## [Problèmes et exercices]
**A)** Relevez toutes les indications de temps (époque, durée ou moment) présentes dans le texte sur la monnaie.
**B)** Reprenez le texte sur la monnaie et rédigez la suite après sa dernière phrase.

## [Extrait fourni]
══════

Le fait que la monnaie soit un élément central de la science économique est difficile à remettre en cause. Depuis les mercantilistes au xvi e siècle, elle fait partie des outils que les économistes doivent utiliser. Cependant, ce sont les monétaristes qui vont en faire le premier moteur de l’économie.
LA QUESTION DE LA MONNAIE
Que la monnaie soit l’une des composantes essentielles d’un système économique est un fait que peu d’économistes remettent en cause. Ce qui peut les différencier, par contre, est le rôle qu’elle joue, ou qu’elle doit jouer, en économie. Pour les tenants de la théorie monétariste, la monnaie joue un rôle fondamental, celui de principal déterminant du PIB nominal à court terme et du niveau des prix sur de longues périodes. Plus précisément, c’est la masse monétaire qui joue ce rôle, c’est-à-dire la quantité totale de monnaie en circulation dans une économie. Pendant de nombreuses années, il était assez simple de mesurer la quantité de monnaie en circulation dans une économie, dans la mesure où il suffisait de mesurer les réserves métalliques dans les coffres des banques centrales. C’est aujourd’hui un peu plus compliqué. Il existe cependant des indicateurs, de MO à M4, qui permettent d’approcher la masse monétaire dans les économies, via des agrégats regroupant des ensembles homogènes.

══════

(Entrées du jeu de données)

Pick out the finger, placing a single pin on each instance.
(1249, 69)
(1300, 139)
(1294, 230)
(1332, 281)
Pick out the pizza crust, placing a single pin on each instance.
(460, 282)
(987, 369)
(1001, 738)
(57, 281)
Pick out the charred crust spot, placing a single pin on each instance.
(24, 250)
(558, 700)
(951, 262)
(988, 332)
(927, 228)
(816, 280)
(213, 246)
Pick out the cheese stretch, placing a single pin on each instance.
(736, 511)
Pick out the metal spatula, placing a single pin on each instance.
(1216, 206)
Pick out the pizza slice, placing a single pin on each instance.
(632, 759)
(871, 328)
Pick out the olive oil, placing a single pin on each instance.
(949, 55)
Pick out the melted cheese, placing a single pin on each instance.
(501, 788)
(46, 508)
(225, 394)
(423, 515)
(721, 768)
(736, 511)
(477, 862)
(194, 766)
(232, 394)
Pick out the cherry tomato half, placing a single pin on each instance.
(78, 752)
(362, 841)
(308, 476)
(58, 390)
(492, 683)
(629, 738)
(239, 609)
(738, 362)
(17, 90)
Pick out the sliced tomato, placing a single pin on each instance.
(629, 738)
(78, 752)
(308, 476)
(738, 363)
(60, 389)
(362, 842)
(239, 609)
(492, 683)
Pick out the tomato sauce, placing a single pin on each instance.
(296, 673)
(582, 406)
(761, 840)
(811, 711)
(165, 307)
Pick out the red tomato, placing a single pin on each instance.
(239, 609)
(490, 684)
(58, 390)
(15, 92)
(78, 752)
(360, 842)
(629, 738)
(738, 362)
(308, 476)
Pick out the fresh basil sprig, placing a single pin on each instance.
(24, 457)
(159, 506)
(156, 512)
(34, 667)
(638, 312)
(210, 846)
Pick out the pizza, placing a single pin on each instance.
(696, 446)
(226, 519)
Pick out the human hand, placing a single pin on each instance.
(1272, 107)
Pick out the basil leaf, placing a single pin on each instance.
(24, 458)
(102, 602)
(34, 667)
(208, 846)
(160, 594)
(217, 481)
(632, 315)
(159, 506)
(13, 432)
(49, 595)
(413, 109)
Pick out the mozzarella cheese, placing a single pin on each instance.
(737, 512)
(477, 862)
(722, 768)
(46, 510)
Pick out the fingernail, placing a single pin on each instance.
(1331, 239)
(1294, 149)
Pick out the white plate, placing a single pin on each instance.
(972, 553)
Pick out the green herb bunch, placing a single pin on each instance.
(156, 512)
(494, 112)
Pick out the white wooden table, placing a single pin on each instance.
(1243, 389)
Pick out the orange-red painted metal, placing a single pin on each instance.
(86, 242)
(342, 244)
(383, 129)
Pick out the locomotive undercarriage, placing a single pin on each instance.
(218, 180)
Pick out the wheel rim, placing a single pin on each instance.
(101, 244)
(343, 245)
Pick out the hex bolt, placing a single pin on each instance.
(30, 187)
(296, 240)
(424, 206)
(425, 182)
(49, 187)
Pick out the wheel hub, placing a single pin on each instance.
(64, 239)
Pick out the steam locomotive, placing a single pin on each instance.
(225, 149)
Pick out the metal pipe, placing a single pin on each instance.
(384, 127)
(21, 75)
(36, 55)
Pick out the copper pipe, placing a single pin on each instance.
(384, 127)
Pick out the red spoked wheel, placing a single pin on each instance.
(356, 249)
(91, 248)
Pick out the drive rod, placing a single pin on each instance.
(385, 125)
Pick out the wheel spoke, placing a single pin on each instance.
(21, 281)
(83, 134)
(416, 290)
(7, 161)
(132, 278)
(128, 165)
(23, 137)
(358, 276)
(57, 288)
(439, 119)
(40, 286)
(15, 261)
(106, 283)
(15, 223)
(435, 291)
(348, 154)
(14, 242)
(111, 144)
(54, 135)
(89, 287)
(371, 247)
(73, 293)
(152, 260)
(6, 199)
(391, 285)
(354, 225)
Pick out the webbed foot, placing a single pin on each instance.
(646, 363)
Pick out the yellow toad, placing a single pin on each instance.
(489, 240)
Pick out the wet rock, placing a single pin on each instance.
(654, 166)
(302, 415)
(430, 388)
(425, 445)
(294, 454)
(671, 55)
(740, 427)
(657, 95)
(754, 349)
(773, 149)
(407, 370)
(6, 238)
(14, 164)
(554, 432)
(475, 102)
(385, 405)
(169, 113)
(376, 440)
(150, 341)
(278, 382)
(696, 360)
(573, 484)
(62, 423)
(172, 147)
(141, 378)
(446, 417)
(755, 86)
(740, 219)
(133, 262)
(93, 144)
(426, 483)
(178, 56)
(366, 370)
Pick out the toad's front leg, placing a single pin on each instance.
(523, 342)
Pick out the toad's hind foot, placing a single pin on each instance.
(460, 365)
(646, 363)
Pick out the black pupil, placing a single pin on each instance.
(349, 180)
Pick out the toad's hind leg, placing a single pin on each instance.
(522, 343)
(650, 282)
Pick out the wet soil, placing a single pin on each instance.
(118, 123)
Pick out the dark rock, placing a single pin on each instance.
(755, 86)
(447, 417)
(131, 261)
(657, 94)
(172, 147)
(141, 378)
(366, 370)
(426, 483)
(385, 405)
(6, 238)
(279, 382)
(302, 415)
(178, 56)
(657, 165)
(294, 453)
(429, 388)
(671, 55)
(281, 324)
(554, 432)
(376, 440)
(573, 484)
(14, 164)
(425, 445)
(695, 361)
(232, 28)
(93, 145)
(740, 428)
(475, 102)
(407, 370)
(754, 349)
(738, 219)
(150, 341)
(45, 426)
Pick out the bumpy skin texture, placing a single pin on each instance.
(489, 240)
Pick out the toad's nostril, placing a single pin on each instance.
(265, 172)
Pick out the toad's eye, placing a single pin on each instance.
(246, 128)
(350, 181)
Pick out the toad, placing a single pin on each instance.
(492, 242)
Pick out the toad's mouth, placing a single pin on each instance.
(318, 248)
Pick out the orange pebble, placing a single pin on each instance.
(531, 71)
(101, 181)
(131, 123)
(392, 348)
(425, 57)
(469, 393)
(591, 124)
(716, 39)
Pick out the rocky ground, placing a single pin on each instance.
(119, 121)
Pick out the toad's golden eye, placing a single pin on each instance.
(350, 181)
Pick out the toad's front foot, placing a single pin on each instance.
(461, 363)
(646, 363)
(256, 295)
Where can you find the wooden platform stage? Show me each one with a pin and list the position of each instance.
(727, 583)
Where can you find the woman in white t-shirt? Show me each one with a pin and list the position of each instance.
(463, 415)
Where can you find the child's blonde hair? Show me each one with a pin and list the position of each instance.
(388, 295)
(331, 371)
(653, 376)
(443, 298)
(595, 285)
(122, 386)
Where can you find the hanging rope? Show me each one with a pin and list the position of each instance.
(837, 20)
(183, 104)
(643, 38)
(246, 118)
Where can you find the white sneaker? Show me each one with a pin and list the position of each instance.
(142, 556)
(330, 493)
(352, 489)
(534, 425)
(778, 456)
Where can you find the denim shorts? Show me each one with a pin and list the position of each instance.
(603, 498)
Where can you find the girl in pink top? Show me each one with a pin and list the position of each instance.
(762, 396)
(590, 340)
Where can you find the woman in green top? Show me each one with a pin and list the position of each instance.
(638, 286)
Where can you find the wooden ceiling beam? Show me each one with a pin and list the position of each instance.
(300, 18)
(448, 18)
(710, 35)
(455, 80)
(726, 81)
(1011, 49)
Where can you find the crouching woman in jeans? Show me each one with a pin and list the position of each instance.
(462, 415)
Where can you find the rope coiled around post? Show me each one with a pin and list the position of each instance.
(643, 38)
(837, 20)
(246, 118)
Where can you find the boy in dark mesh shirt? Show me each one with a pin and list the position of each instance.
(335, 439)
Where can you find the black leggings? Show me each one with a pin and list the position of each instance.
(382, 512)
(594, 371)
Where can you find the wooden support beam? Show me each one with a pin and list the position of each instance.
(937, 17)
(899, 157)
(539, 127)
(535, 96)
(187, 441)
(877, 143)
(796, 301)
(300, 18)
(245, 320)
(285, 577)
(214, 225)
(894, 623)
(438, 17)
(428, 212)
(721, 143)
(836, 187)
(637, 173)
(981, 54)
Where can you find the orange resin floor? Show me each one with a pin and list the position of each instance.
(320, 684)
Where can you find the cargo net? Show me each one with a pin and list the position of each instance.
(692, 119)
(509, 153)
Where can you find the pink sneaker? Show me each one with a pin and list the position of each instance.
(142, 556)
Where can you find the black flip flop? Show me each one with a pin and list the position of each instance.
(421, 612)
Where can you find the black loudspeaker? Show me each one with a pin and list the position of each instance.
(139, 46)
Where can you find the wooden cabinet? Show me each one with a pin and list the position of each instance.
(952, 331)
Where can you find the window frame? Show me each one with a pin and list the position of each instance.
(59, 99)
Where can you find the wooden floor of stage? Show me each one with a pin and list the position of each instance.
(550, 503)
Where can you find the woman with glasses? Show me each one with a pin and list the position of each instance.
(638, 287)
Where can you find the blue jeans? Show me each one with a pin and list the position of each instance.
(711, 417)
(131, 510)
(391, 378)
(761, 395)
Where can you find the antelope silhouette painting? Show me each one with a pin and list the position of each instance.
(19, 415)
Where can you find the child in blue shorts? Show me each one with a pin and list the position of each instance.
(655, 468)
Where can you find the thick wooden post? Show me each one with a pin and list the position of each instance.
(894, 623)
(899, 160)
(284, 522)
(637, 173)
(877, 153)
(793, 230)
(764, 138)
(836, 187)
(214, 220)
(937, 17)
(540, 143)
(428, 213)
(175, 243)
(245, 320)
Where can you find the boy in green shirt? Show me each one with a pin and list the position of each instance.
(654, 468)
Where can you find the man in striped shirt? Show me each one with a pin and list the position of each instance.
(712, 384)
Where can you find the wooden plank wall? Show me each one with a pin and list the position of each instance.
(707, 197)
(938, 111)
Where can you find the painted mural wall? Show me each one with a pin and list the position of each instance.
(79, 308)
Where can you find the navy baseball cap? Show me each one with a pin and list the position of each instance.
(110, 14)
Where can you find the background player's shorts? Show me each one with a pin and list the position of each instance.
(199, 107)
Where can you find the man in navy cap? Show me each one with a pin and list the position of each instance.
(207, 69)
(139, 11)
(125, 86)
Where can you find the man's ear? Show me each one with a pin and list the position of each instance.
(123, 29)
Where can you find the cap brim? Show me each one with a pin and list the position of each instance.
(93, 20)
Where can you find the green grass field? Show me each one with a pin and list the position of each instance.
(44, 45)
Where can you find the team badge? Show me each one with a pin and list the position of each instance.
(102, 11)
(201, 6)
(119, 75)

══════

## [Corrigés des exercices]
**A)**
- au xvie siècle
- à court terme
- sur de longues périodes
- Pendant de nombreuses années
- aujourd'hui

**B)**
AVANT FRIEDMAN
Si le monétarisme est aujourd’hui associé au nom de l’Américain Milton Friedman, ce courant de pensée n’est pourtant pas né avec lui. Déjà, au xvii e siècle, les gouvernements espagnol et portugais, mettant en place des politiques mercantilistes, avaient connu une première expérience de mise en relation entre quantité de monnaie en circulation et inflation. Ces gouvernements, qui frappaient toujours plus de pièces d’or et dépréciaient ainsi le métal précieux, provoquèrent une inflation galopante. Ensuite, au début du xx e siècle, l’économiste américain Irving Fisher exprima pour la première fois une relation mathématique pour une théorie quantitative de la monnaie sous la forme M x V = P x T, avec M la masse monétaire, V la vitesse de circulation de la monnaie, P le niveau général des prix et T le volume des transactions, c’est-à-dire la production. Cette formule indique que, si la masse monétaire augmente plus vite que la croissance du produit national brut, l’inflation augmentera automatiquement.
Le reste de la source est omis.